(DOCUMENT PASSAGE):
Polymorphism detection, sequence quality, and coverage

Sequences from the 192 animals of the multi-breed beef and dairy panels were processed for polymorphism detection with Phred and Phrap [27, 28], Polyphred 3.5 [29], and Consed software [30]. A physical map linked to the PRNP consensus sequence and the location of polymorphisms was constructed in Vector NTI (v7.1). The map was annotated with all amplification and sequencing primers connected with the PRNP sequence. Replacement primers for those that hybridized to genomic loci containing polymorphisms were designed and used for additional amplification and sequencing of PRNP regions. PRNP nucleotide sequence with a phred score greater than 20 from at least two sequencing reads from the same animal was mapped to the corresponding nucleotide on reference sequence [GenBank:AJ298878]. Sequence compromised by SNP loci under associated amplification or sequencing primers was not analyzed for sequence coverage or the determination of genotypes. Regions reflecting poor sequence quality (<95% animal coverage) were identified, additional amplicons and sequencing primers were designed, and additional sequencing was performed. PRNP allele genotypes were mapped to reference sequence [GenBank:AJ298878] and stored in a relational database. A file of PRNP sequence annotated with all polymorphisms observed in this study and their frequencies in the beef diversity panel (MBCDP2.1) and dairy diversity panel (MDCP1.5) has been deposited in GenBank [GenBank:DQ457195].

(REQUIREMENT 1):
Answer these questions from the passage on PRNP polymorphism detection:
(a) How many animals were in the multi-breed beef and dairy panels?
(b) What percentage of animal coverage marked a region as having poor sequence quality?
(c) Under which GenBank accession was the annotated file of PRNP sequence deposited?
(REQUIREMENT 2): Continue the passage on PRNP polymorphism detection with the text that would follow its last sentence.

[Stored data entries]
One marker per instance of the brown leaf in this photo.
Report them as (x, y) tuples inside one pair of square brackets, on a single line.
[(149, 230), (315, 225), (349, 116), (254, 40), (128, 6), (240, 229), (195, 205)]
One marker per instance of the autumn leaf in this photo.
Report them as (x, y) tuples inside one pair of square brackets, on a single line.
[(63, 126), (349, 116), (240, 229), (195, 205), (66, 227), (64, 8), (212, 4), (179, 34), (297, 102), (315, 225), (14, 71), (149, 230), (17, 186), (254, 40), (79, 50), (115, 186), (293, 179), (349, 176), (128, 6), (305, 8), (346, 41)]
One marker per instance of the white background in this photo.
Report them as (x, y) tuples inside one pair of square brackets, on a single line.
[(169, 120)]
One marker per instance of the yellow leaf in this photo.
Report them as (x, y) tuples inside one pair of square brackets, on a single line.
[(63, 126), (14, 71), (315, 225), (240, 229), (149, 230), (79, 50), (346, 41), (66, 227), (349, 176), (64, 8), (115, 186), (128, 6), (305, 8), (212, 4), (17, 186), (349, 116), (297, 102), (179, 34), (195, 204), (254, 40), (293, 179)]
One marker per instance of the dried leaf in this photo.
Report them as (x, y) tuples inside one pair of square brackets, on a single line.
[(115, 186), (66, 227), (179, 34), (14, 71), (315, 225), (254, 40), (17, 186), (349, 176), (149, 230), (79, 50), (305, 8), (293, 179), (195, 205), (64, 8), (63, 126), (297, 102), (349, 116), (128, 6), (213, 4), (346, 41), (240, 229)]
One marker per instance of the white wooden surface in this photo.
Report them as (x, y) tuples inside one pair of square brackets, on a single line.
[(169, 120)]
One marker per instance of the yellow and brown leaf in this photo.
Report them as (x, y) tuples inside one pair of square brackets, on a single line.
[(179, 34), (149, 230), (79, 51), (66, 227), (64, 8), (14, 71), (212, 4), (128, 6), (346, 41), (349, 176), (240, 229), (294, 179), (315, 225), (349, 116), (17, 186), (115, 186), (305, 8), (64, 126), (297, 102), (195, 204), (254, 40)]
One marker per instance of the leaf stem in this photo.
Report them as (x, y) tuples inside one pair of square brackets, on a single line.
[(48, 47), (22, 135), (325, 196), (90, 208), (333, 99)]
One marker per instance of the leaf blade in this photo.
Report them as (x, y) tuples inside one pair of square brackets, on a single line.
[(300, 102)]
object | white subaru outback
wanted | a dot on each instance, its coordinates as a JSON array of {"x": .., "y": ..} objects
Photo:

(ANSWER 1):
(a) 192
(b) Less than 95%
(c) DQ457195

(ANSWER 2):
Definitions of animal subgroups

The 192 beef and dairy animals whose genomic DNA comprise diversity panels MBCDP2.1 and MDCP1.5 were sorted into five subgroups based on breed composition. The B. taurus subgroup (n = 94) consisted of Angus (n = 8), Hereford (n = 8), Limousin (n = 8), Simmental (n = 7), Charolais (n = 6), Red Angus (n = 6), Gelbvieh (n = 6), Salers (n = 5), Shorthorn (n = 5), Maine-Anjou (n = 5), Texas Longhorn (n = 4), Chianina (n = 4), Aryshire (n = 2), Brown Swiss (n = 2), Guernsey (n = 3), Jersey (n = 7), and Holstein (n = 8; randomly selected from 86 to avoid over-representation of the Holstein breed). The British subgroup (n = 39) consisted of Angus (n = 8), Hereford (n = 8), Red Angus (n = 6), Shorthorn (n = 5), Aryshire (n = 2), Jersey (n = 7), and Guernsey (n = 3). The Continental subgroup (n = 51) consisted of Charolais (n = 6), Chianina (n = 4), Gelbvieh (n = 6), Limousin (n = 8), Maine-Anjou (n = 5), Salers (n = 5), Simmental (n = 7), Brown Swiss (n = 2), and Holstein (n = 8; randomly selected from 86). The Holstein subgroup consisted of 86 Holsteins. The final subgroup, Composites of U.S. Brahman (n = 20) consisted of Beefmaster (n = 5), Brahman (n = 6), Brangus (n = 5), and Santa Gertrudis (n = 4).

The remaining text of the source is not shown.